## Begin DATA LINES
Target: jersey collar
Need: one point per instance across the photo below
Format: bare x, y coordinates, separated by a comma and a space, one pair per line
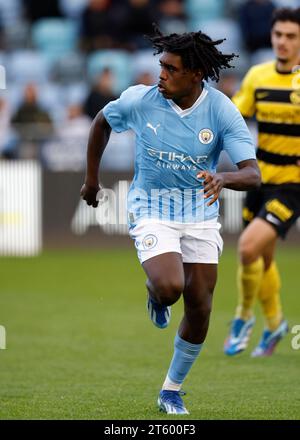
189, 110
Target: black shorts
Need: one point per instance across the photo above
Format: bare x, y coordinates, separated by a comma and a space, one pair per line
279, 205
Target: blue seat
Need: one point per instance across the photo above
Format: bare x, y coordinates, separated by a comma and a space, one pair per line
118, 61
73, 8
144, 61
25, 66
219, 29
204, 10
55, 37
## End DATA LINES
## Begin DATA LINES
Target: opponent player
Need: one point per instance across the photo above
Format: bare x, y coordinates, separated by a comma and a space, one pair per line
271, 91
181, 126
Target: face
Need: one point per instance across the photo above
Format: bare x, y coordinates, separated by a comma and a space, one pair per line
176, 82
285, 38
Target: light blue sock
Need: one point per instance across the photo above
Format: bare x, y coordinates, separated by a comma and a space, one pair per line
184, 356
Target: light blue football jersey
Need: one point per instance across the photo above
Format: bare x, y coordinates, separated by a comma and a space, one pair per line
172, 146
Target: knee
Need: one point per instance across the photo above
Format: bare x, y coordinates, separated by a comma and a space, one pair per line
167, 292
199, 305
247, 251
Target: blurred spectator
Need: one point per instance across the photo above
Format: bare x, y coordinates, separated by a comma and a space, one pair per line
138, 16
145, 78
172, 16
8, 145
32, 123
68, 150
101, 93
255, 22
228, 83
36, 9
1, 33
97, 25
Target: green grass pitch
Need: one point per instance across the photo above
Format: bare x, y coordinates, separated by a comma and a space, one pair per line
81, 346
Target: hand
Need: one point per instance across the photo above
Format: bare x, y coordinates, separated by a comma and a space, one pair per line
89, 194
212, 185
## End DATA LINES
== TASK BRIEF ==
Count the lines in the material above that contain the word "jersey". Reply with the number alone.

== THE SOLUTION ==
2